** begin **

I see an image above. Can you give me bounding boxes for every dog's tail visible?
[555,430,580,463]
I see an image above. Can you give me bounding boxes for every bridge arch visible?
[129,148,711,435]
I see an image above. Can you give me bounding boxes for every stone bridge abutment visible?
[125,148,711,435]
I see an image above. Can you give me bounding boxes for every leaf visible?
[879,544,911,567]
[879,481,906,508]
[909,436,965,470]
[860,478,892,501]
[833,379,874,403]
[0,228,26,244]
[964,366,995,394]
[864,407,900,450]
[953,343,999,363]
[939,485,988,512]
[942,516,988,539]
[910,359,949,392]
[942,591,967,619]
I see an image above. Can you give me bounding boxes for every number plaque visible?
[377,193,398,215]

** end **

Please render each line of the data above as one string in a JSON list, leaving out any blank lines.

[
  "I see an image above. Can you give me bounding boxes for every dog's tail visible?",
  "[555,430,580,463]",
  "I see an image above. Can you give me bounding boxes for every bridge arch visible?",
  "[129,148,711,435]",
  "I see an image above. Can you give me bounding boxes for every stone bridge abutment visible?",
  "[125,148,711,435]",
  "I see an image above. Can you give me bounding boxes for every leaf visible?",
  "[879,544,911,567]",
  "[879,481,906,508]",
  "[909,436,965,470]",
  "[860,478,892,501]",
  "[833,379,874,403]",
  "[0,228,26,244]",
  "[964,366,995,394]",
  "[864,407,900,450]",
  "[953,343,999,363]",
  "[939,485,988,512]",
  "[942,516,988,539]",
  "[910,359,949,392]",
  "[942,591,967,619]",
  "I see an image above. Can you give me bounding boxes for every number plaque visible?",
  "[377,193,398,215]"
]